Place every line of the rows below into a Markdown table with the columns "No." and "Line," numbering each line and omitting any blank lines.

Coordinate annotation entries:
◇ ◇ ◇

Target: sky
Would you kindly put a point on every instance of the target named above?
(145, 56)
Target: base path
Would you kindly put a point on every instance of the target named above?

◇ ◇ ◇

» Written solution:
| No. | Line |
|---|---|
| 1 | Target: sky |
| 2 | Would you kindly put a point on every instance of the target named above? |
| 3 | (145, 56) |
| 4 | Target: base path |
| 5 | Would you kindly put a point on every instance of the target named above? |